Provided passage:
━━━━

It should be noted that while aspects may be described herein using terminology commonly associated with a 5G or NR radio access technology (RAT) , aspects of the present disclosure can be applied to other RATs, such as a 3G RAT, a 4G RAT, and/or a RAT subsequent to 5G (e.g., 6G) .

Fig. 1 is a diagram illustrating an example of a wireless network 100, in accordance with various aspects of the present disclosure. The wireless network 100 may be or may include elements of a 5G (NR) network, an LTE network, and/or the like. The wireless network 100 may include a number of base stations 110 (shown as BS 110a, BS 110b, BS 110c, and BS 110d) and other network entities. A base station (BS) is an entity that communicates with user equipment (UEs) and may also be referred to as an NR BS, a Node B, a gNB, a 5G node B (NB) , an access point, a transmit receive point (TRP) , and/or the like. Each BS may provide communication coverage for a particular geographic area. In 3GPP, the term “cell” can refer to a coverage area of a BS and/or a BS subsystem serving this coverage area, depending on the context in which the term is used.

A BS may provide communication coverage for a macro cell, a pico cell, a femto cell, and/or another type of cell. A macro cell may cover a relatively large geographic area (e.g., several kilometers in radius) and may allow unrestricted access by UEs with service subscription. A pico cell may cover a relatively small geographic area and may allow unrestricted access by UEs with service subscription. A femto cell may cover a relatively small geographic area (e.g., a home) and may allow restricted access by UEs having association with the femto cell (e.g., UEs in a closed subscriber group (CSG) ) . A BS for a macro cell may be referred to as a macro BS. A BS for a pico cell may be referred to as a pico BS. A BS for a femto cell may be referred to as a femto BS or a home BS. In the example shown in Fig. 1, a BS 110a may be a macro BS for a macro cell 102a, a BS 110b may be a pico BS for a pico cell 102b, and a BS 110c may be a femto BS for a femto cell 102c. A BS may support one or multiple (e.g., three) cells. The terms “eNB” , “base station” , “NR BS” , “gNB” , “TRP” , “AP” , “node B” , “5G NB” , and “cell” may be used interchangeably herein.

In some aspects, a cell may not necessarily be stationary, and the geographic area of the cell may move according to the location of a mobile BS. In some aspects, the BSs may be interconnected to one another and/or to one or more other BSs or network nodes (not shown) in the wireless network 100 through various types of backhaul interfaces such as a direct physical connection, a virtual network, and/or the like using any suitable transport network.

━━━━

Information provided:
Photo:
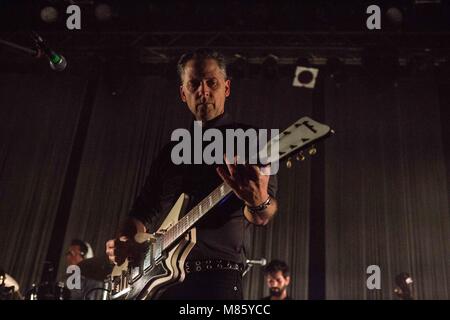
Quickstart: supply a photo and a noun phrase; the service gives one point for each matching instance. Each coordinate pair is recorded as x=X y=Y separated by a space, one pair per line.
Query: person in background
x=277 y=278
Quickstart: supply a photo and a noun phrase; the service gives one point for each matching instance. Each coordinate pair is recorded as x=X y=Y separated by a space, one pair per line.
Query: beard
x=276 y=292
x=204 y=110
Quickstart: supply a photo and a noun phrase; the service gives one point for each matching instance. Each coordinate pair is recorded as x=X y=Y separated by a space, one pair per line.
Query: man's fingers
x=226 y=177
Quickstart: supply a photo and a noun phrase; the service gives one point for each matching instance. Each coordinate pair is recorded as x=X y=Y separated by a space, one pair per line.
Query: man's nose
x=204 y=89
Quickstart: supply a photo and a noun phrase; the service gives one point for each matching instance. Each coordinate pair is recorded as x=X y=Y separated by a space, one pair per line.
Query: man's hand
x=250 y=184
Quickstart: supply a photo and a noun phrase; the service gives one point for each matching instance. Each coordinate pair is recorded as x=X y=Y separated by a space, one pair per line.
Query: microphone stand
x=35 y=53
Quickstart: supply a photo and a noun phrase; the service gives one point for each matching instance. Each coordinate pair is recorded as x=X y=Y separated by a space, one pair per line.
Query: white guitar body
x=162 y=265
x=161 y=274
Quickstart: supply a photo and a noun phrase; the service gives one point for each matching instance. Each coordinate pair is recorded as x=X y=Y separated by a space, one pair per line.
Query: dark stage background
x=76 y=146
x=385 y=188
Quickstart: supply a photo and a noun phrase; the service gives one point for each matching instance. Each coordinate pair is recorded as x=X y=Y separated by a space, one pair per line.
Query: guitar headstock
x=297 y=141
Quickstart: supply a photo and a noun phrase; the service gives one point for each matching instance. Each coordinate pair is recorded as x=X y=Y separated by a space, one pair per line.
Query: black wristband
x=263 y=206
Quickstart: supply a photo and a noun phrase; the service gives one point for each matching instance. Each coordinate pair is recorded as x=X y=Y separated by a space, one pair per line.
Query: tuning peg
x=289 y=163
x=300 y=156
x=312 y=151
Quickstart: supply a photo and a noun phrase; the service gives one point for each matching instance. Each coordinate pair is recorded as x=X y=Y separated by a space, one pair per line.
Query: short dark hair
x=201 y=54
x=83 y=247
x=277 y=265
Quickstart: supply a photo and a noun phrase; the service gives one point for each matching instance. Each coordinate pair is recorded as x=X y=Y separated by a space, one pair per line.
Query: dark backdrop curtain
x=128 y=129
x=38 y=117
x=385 y=177
x=386 y=188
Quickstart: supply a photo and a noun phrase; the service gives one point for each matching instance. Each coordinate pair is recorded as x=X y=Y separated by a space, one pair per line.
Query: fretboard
x=188 y=221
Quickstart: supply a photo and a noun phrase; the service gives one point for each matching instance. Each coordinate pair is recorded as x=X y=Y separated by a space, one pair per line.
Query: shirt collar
x=219 y=121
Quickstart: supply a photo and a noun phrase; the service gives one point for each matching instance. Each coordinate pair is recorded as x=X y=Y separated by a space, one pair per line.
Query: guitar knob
x=300 y=156
x=289 y=163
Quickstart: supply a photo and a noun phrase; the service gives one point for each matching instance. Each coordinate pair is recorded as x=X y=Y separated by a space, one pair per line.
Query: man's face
x=204 y=89
x=277 y=283
x=73 y=255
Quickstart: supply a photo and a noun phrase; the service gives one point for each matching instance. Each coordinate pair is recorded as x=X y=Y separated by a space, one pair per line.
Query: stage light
x=305 y=76
x=49 y=14
x=395 y=16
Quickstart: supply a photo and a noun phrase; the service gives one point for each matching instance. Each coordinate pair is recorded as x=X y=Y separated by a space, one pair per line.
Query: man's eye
x=194 y=83
x=212 y=83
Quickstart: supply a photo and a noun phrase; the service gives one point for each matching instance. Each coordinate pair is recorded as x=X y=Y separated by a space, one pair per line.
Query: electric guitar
x=162 y=263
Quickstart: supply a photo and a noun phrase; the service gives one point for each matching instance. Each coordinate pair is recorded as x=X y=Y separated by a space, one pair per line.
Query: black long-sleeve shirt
x=220 y=233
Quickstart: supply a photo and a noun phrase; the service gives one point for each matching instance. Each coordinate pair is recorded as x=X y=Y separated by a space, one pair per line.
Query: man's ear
x=182 y=95
x=227 y=88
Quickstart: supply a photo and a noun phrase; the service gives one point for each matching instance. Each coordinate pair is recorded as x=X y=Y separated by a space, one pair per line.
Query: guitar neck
x=197 y=212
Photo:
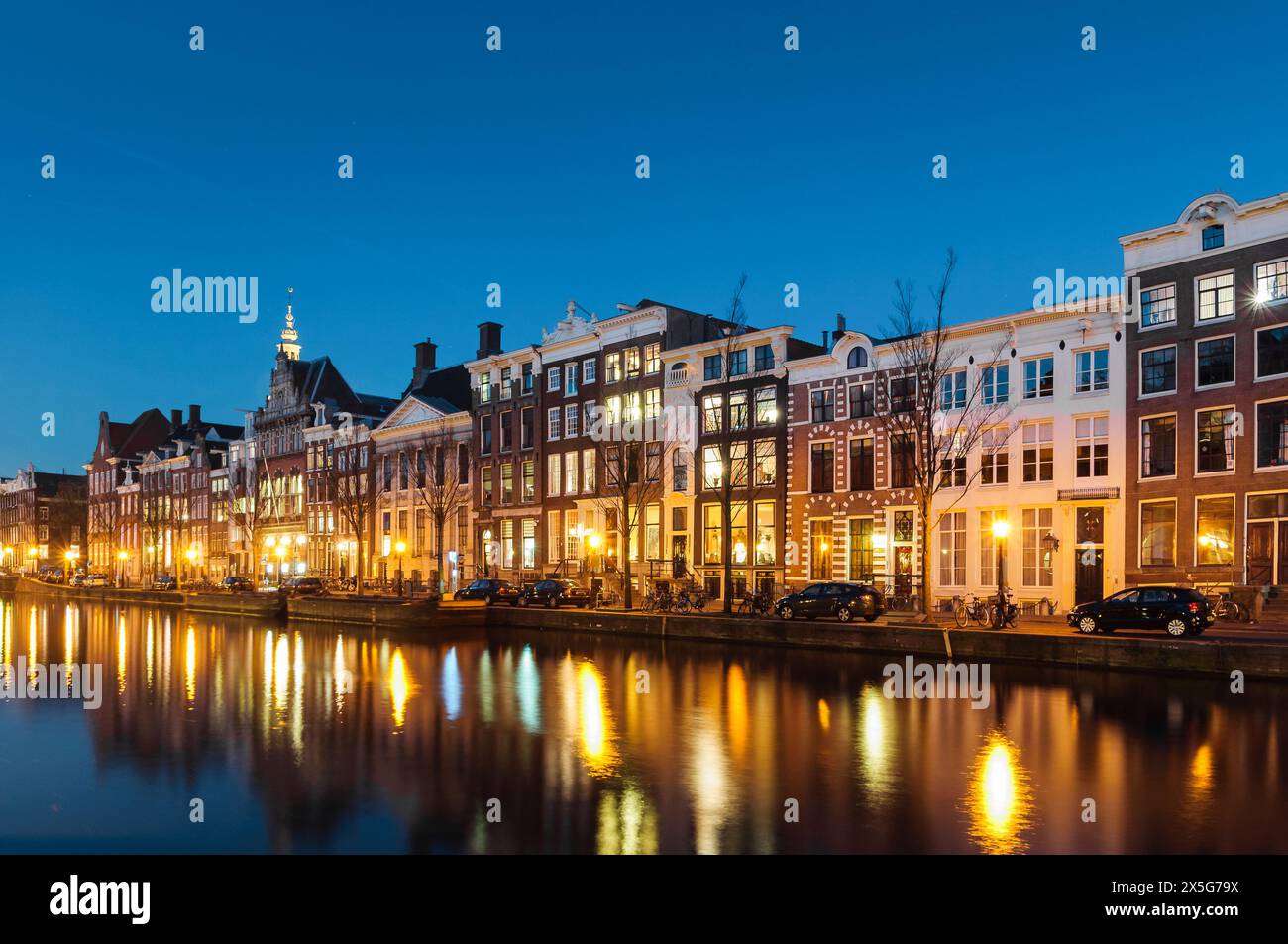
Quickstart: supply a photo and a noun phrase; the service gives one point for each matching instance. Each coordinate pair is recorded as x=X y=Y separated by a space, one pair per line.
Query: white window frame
x=1140 y=519
x=1093 y=390
x=1234 y=292
x=1256 y=355
x=1216 y=338
x=1175 y=309
x=1194 y=429
x=1140 y=447
x=1140 y=371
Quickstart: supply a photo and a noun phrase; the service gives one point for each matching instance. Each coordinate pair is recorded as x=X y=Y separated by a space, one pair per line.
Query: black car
x=1180 y=610
x=303 y=586
x=489 y=591
x=842 y=600
x=554 y=592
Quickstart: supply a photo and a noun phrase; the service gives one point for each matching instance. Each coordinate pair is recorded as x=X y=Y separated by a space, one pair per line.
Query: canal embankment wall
x=1164 y=655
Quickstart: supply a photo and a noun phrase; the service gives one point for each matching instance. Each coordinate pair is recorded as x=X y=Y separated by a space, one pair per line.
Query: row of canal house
x=1131 y=441
x=791 y=442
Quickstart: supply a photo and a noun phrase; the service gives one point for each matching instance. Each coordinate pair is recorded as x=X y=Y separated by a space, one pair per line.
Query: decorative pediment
x=411 y=412
x=574 y=325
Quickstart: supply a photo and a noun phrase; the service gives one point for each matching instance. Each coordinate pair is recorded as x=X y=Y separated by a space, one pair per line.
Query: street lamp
x=400 y=548
x=1001 y=528
x=592 y=541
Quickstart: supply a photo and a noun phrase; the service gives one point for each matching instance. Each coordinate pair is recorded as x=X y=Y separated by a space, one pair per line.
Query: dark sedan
x=554 y=592
x=489 y=591
x=842 y=600
x=1179 y=610
x=304 y=586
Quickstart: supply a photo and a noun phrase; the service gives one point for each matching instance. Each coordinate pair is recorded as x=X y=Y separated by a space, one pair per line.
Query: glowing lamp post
x=400 y=549
x=1001 y=528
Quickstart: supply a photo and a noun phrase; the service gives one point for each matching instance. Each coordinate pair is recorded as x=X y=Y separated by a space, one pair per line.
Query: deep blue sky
x=518 y=167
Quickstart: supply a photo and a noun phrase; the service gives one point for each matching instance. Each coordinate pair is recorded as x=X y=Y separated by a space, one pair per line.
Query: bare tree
x=938 y=412
x=104 y=519
x=733 y=479
x=439 y=480
x=630 y=449
x=355 y=483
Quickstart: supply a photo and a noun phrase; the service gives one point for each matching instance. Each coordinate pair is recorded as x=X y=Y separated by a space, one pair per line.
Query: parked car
x=490 y=591
x=842 y=600
x=303 y=586
x=1179 y=610
x=554 y=592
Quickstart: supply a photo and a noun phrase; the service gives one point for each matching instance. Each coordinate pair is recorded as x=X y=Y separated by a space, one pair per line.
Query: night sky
x=518 y=167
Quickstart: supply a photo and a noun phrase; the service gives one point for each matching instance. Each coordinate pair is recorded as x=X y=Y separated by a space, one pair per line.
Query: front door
x=1282 y=556
x=1089 y=570
x=1261 y=554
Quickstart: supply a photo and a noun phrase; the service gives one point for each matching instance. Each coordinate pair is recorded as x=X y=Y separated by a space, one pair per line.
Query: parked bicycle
x=973 y=610
x=755 y=604
x=1010 y=613
x=1224 y=607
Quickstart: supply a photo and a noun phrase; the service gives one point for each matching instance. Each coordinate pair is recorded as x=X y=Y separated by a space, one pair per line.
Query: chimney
x=840 y=327
x=489 y=339
x=426 y=359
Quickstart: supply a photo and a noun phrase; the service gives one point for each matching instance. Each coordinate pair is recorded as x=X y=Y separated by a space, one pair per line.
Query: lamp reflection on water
x=1000 y=798
x=595 y=723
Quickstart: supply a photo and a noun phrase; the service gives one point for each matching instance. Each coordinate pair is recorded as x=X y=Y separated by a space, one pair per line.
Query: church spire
x=290 y=347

━━━━

Apply what you read:
**a)** In the passage on the wireless network, what kind of access may a femto cell allow?
**b)** For each statement, say whether it agrees with the passage on the wireless network. Give yes or no and quote the words that decide it.
(i) A macro cell may cover an area several kilometers in radius.
(ii) Each BS supports only a single cell.
(iii) A cell is always stationary.
**c)** Extend the passage on the wireless network, starting after its final sentence.

Per-task answers:
**a)** Restricted access by UEs having association with the femto cell, such as UEs in a closed subscriber group (CSG).

**b)**
(i) Yes: "A macro cell may cover a relatively large geographic area (e.g., several kilometers in radius)"
(ii) No: "A BS may support one or multiple (e.g., three) cells."
(iii) No: "a cell may not necessarily be stationary, and the geographic area of the cell may move according to the location of a mobile BS"

**c)**
Wireless network 100 may also include relay stations. A relay station is an entity that can receive a transmission of data from an upstream station (e.g., a BS or a UE) and send a transmission of the data to a downstream station (e.g., a UE or a BS) . A relay station may also be a UE that can relay transmissions for other UEs. In the example shown in Fig. 1, a relay station 110d may communicate with macro BS 110a and a UE 120d in order to facilitate communication between BS 110a and UE 120d. A relay BS may also be referred to as a relay station, a relay base station, a relay, and/or the like.

Wireless network 100 may be a heterogeneous network that includes BSs of different types, e.g., macro BSs, pico BSs, femto BSs, relay BSs, and/or the like. These different types of BSs may have different transmit power levels, different coverage areas, and different impacts on interference in wireless network 100. For example, macro BSs may have a high transmit power level (e.g., 5 to 40 watts) whereas pico BSs, femto BSs, and relay BSs may have lower transmit power levels (e.g., 0.1 to 2 watts) .

A network controller 130 may couple to a set of BSs and may provide coordination and control for these BSs. Network controller 130 may communicate with the BSs via a backhaul. The BSs may also communicate with one another, e.g., directly or indirectly via a wireless or wireline backhaul.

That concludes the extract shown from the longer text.